Write out the essay on the French New Wave word for word, from "Bande à part" up to and including "into the past?".

» EXTRACT TO READ
________________
Bande à part
Ever since this past New Year’s Day I’ve been in a state of more or less perpetual amazement over the realization that 1959 was 50 years ago. Has it really been a half-century since Miles Davis released Kind of Blue, since Charles Mingus unleashed the tripartite assault of Roots & Blues, Mingus Ah Um and Mingus Dynasty, since Ornette Coleman revealed The Shape of Jazz to Come? Or since the first audacious, invigorating, iconoclastic crash of the Nouvelle Vague, this thing that Nigel Andrews once declared the “greatest criminal enterprise in cinema history?” The entropic upheaval of the world renders so many things aged, quaint and useless so quickly, so why is it so hard for me to believe that these landmarks have receded so deep into the past?
The 400 Blows
There are shards of time, colossal events that we automatically read as part of that grand Other we call history (sometimes even while they’re still happening). The lunar landing, the fall of the Berlin Wall, shit, even the invasion of Iraq seem somehow to be much more enshrined by history than Antoine Doinel’s frozen gaze as he stands perched at the end of his line on that lonesome beach. Something happened in American music—a topic I’ll be getting around to later—and in French film that not only changed history but also changed how we view it. The French New Wave had a winning combination: it was rigorously fun and smart. It allowed us to look at the movies not as something disposable but as as an ongoing story, referring critically, affectionately, explicitly, irreverently to the medium’s past and its accepted formal and structural inclinations—and thus breaking with them, too. They ran wild with heady literary pretensions, a pivotal investment in youth culture, a taste for at times radical political discourse and, most especially, with new technology that gave these filmmakers—many of them critics—a new freedom. The best of the movement remains so dynamic to those familiar with it, so startling to the newcomer, that it seems to live and breathe still as an ongoing event. And with a few key figures still living and working, the waves wash up around us still, however becalmed they may now be.
________________
[Point-location data]
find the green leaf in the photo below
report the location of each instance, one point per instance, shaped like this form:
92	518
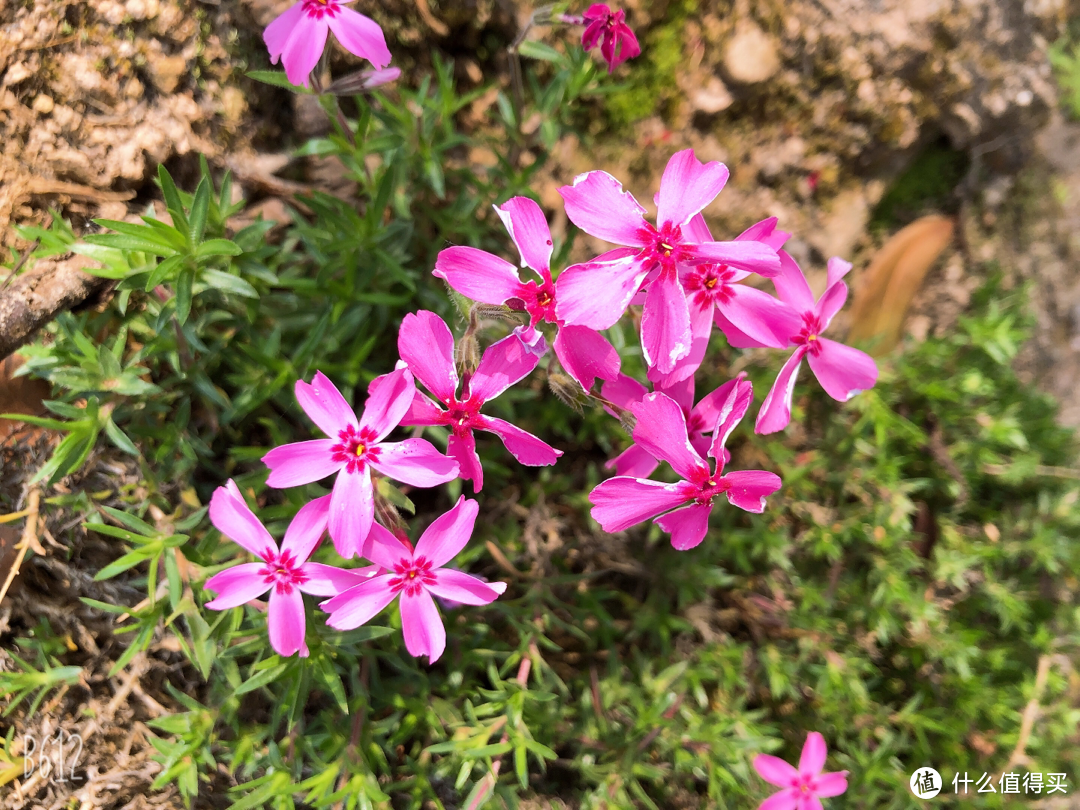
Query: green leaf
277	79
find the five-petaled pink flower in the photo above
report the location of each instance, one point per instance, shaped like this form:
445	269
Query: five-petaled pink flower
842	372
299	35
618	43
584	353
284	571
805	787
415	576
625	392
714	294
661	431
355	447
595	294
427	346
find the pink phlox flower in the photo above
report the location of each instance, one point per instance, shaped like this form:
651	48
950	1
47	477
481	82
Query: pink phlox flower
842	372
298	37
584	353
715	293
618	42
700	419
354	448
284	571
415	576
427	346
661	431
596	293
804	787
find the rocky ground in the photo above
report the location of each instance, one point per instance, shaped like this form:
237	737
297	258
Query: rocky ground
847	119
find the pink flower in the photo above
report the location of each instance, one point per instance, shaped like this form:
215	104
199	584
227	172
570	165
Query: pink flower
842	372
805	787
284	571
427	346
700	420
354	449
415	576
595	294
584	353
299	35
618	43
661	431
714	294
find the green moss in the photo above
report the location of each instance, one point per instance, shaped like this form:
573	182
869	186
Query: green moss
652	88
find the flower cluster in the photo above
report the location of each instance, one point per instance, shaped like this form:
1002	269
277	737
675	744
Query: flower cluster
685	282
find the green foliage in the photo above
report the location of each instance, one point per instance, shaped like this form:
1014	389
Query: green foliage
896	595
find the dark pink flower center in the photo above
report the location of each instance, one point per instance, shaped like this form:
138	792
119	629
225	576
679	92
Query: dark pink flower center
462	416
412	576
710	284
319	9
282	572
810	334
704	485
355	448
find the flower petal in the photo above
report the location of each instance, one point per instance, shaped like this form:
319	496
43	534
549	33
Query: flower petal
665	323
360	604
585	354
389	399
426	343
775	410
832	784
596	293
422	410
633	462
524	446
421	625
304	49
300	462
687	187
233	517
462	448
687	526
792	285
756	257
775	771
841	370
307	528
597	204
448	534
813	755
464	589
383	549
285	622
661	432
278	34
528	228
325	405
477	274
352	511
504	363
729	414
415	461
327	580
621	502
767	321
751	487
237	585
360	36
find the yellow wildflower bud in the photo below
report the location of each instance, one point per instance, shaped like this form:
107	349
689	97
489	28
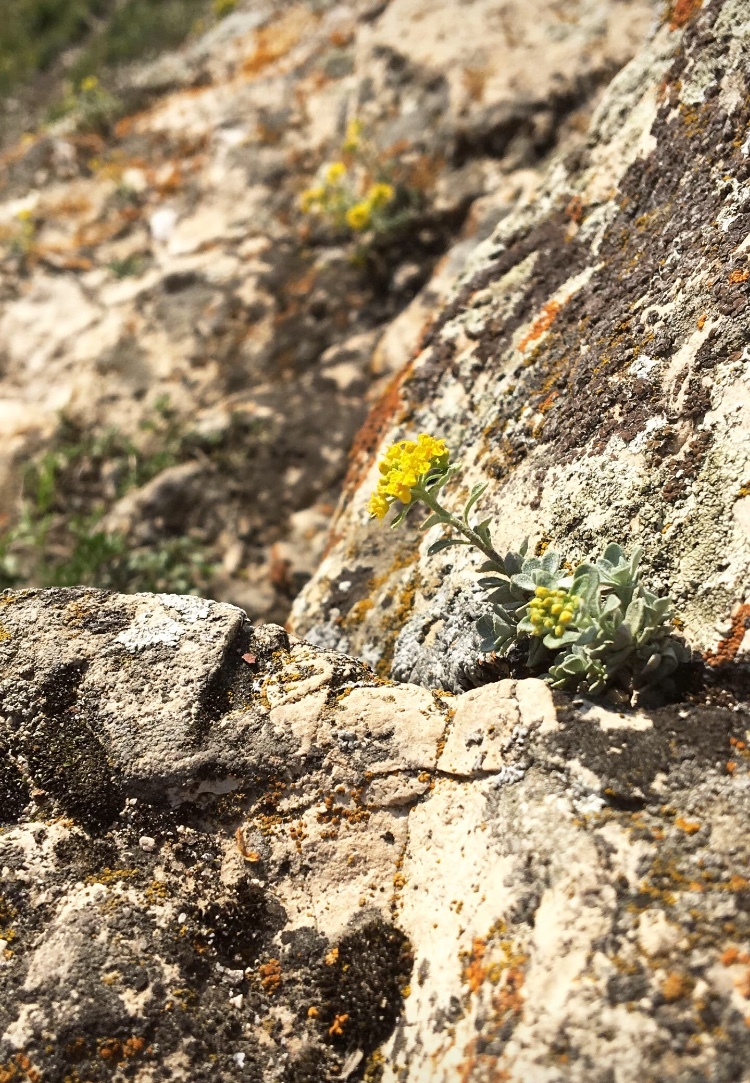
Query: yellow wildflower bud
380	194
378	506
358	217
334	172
________________
» ANSWER SPACE
Bande à part
Ever since this past New Year’s Day I’ve been in a state of more or less perpetual amazement over the realization that 1959 was 50 years ago. Has it really been a half-century since Miles Davis released Kind of Blue, since Charles Mingus unleashed the tripartite assault of Roots & Blues, Mingus Ah Um and Mingus Dynasty, since Ornette Coleman revealed The Shape of Jazz to Come? Or since the first audacious, invigorating, iconoclastic crash of the Nouvelle Vague, this thing that Nigel Andrews once declared the “greatest criminal enterprise in cinema history?” The entropic upheaval of the world renders so many things aged, quaint and useless so quickly, so why is it so hard for me to believe that these landmarks have receded so deep into the past?